## What you are asked to do
An exact, word-for-word copy of the entries is required, beginning at the line that contains "the red tiled" and ending at the last line, both included.

## Given entries
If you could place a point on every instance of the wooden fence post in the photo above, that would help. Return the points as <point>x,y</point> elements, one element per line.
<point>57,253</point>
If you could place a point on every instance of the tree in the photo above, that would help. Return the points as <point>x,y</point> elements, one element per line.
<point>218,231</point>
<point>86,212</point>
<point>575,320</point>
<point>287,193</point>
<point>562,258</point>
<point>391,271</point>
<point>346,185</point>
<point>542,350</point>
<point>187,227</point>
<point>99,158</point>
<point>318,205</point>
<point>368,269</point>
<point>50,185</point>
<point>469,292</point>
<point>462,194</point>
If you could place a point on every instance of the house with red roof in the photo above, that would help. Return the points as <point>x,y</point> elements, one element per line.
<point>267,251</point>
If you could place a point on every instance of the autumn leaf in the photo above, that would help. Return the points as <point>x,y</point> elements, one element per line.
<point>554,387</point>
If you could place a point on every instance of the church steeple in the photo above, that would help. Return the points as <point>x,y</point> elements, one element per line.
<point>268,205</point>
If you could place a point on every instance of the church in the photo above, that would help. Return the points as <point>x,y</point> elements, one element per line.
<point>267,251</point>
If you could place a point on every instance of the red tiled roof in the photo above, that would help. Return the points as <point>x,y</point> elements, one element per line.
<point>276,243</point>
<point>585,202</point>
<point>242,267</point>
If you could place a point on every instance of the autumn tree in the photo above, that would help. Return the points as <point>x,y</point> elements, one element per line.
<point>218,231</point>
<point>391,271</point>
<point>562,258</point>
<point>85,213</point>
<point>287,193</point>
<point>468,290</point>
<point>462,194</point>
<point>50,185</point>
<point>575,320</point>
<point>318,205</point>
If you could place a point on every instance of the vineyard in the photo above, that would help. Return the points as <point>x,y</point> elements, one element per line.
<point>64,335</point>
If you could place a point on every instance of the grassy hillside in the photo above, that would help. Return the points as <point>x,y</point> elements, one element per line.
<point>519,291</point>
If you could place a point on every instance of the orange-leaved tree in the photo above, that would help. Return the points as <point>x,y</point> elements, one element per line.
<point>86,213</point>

## Answer to this task
If you could place a point on every instance of the red tiled roof in the photo above, that would help. Return the points as <point>x,y</point> elements, one element per line.
<point>276,243</point>
<point>585,202</point>
<point>242,267</point>
If you could place a point on every instance of the autumn tree in the photo above, that would help. Return the points as <point>x,y</point> elements, one element per line.
<point>218,231</point>
<point>391,271</point>
<point>562,258</point>
<point>85,213</point>
<point>287,193</point>
<point>468,290</point>
<point>462,194</point>
<point>50,185</point>
<point>575,320</point>
<point>318,205</point>
If you could place a point on every instance of the vineyard in the photo above, that would help. Return the points as <point>x,y</point> elements, one element per line.
<point>64,335</point>
If you could place a point on every instance of the grassy hillside in the photo above, that would help. Return the points as <point>x,y</point> elements, one element per line.
<point>519,291</point>
If you could place a point on every instance of the orange-leaved tree in the photo above, that would help. Return the points as <point>x,y</point> elements, one element per line.
<point>86,213</point>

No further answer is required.